▸ **WHAT YOU NEED TO DO**: In the discussion of FIR and IIR filters below, what frequency range does the FM broadcast band cover?

1
$\begingroup$

It seems I am unable to understand how these filters work and what is the point of using them, no matter how many tutorials I watched.

Could someone please explain, in simple words, what FIR and IIR filters do?

$\endgroup$
  • $\begingroup$ a "filter" is a linear time-invariant (LTI) device that operates on signals in such a way that it discriminates between frequencies. in some sense of the word, it "filters out" some set of components of some frequencies will retaining the other frequencies. $\endgroup$ – robert bristow-johnson Jan 24 '19 at 2:02
2
$\begingroup$

Filters modify the frequency content of a signal.

The terms Finite Impulse Response (FIR) filter and Infinite Impulse Response (IIR) filter refer to Linear Time Invariant (LTI) filters.

LTI filters can change the amplitude and phase of specific frequencies in a signal, but they cannot shift any frequency content to other frequencies.

LTI filters are usually used to remove undesired frequencies from an input signal.

That's it.

As an example, your FM radio receives a signal that is the entire FM broadcast band, from 88 MHz to 108 MHz in the electromagnetic frequency spectrum, at its antenna. In a simplified view of an FM radio receiver, an LTI filter is used to filter out everything but the 200 kHz around 99.5 MHz, so that the radio can demodulate the audio from the station at 99.5 MHz without the frequencies from all the other stations interfering with that process. (In actuality FM radio receivers are more complicated, using a cascade of LTI filters with some non-linear "mixing" processes, but we're going for the concept here.)

Portion of a data file
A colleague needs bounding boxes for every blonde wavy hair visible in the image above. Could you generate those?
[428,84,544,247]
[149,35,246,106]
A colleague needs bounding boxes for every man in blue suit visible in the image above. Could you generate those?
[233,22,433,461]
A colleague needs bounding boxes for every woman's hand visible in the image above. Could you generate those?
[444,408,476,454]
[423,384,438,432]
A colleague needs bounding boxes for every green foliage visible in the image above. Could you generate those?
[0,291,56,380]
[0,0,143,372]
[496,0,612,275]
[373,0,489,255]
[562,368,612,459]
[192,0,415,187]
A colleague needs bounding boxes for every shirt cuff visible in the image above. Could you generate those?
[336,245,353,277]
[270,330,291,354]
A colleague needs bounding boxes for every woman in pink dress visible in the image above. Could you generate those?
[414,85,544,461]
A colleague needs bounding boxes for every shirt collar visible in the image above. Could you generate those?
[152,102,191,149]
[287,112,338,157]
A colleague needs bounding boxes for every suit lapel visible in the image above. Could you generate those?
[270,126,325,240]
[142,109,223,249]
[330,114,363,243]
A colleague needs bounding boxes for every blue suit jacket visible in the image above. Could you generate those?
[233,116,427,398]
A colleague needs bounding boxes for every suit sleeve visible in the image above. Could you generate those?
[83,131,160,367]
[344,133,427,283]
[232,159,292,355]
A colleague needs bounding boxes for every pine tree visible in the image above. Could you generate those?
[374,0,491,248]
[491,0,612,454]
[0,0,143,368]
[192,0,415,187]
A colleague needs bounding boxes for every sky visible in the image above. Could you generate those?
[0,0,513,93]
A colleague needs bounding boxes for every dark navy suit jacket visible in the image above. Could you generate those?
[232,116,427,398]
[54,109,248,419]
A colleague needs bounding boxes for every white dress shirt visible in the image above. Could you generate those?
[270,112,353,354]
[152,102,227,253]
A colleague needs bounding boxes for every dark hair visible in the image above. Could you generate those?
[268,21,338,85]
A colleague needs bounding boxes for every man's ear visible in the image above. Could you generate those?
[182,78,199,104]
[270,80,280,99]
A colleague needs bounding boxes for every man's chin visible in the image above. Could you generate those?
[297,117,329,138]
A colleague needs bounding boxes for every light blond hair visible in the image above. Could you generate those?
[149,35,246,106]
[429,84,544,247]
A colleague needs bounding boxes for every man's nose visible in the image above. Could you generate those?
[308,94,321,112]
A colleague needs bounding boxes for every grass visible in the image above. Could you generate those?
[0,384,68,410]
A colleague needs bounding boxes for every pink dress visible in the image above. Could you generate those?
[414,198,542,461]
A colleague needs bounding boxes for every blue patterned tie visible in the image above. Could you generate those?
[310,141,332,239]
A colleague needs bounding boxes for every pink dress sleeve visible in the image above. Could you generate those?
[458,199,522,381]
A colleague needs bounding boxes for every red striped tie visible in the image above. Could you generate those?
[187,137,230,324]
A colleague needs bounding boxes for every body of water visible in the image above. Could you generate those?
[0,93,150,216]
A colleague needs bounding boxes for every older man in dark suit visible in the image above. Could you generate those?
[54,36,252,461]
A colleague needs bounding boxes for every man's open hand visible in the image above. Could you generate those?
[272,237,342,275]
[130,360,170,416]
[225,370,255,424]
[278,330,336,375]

▸ **WRITTEN SOLUTION**: From 88 MHz to 108 MHz.